THE TASK
Reproduce all of the data that follows, character for character.

GIVEN RECORDS

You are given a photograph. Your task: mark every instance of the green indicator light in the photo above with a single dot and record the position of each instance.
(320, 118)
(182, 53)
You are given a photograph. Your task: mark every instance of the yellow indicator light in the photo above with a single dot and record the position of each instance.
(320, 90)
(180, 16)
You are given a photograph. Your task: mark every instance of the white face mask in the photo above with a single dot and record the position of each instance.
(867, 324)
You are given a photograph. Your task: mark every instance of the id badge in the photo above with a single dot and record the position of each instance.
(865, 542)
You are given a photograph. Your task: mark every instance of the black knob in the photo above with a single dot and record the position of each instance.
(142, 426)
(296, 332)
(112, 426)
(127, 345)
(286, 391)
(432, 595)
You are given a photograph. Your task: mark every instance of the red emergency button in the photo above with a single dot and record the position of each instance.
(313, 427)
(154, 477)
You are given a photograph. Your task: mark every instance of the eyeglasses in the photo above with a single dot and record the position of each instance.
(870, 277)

WRITTEN RESPONSE
You are given a photograph. Your task: mark every instance of the green indicator light in the photo above with a single dot and record the position of each instance.
(320, 118)
(182, 53)
You are given a photograph. Your task: mark every instance of the yellow indicator light in the photo above with a single dot and record the position of each instance.
(320, 90)
(180, 16)
You are given a photograph. Your task: mark every instance of the white face mask in the photo above with a single dot and record the position of each instance.
(867, 324)
You are given a photograph. Your task: mark every instance of the id badge in the photo above with a single dot and record the position of each instance.
(865, 542)
You are given a photograph. Your task: mark every instance of the black knob in the photo above with a single dot and record the position of each instance.
(142, 426)
(296, 332)
(112, 426)
(127, 345)
(286, 391)
(432, 595)
You are given a photograph. Your task: mark every instance of the red emergency button in the photo above with a single dot and record the position of each instance.
(313, 427)
(154, 477)
You are given a photograph. Your task: mark every instance of the eyeglasses in the photo above with a single dot and record the position of each instance.
(870, 277)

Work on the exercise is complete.